#### [What is needed]
Rewrite every line of the records below as a JSON list of strings, one string per line, skipping blank lines and leaving the pictures out.

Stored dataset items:
◇ ◇ ◇ ◇
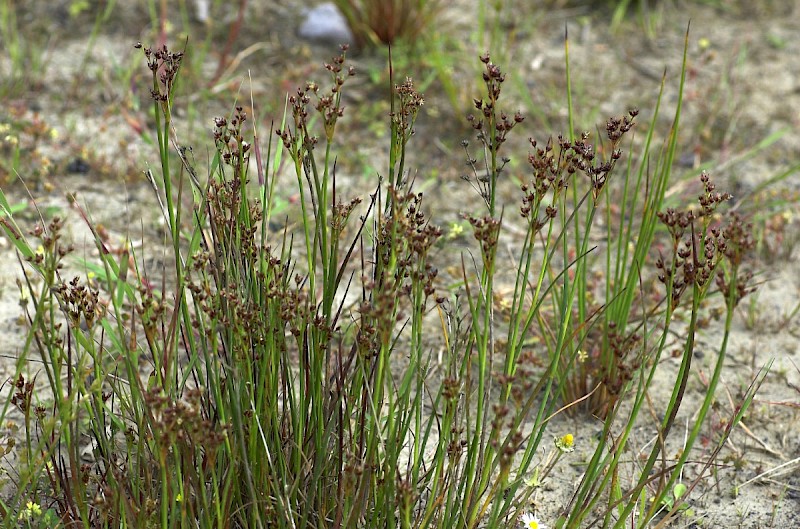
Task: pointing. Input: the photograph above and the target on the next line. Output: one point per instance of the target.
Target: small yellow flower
(530, 521)
(31, 510)
(566, 443)
(456, 230)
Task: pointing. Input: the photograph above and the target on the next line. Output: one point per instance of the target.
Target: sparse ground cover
(271, 327)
◇ ◇ ◇ ◇
#### [Solved exercise]
[
  "Task: pointing. Input: the photograph above and the target on the next line. Output: one point per instance of the target.",
  "Target: small yellow flower",
  "(530, 521)",
  "(31, 510)",
  "(566, 443)",
  "(456, 230)",
  "Task: pointing. Input: the photograph above and the target on the next line. Output: one point per instance of the target.",
  "Target: sparse ground cover",
  "(271, 327)"
]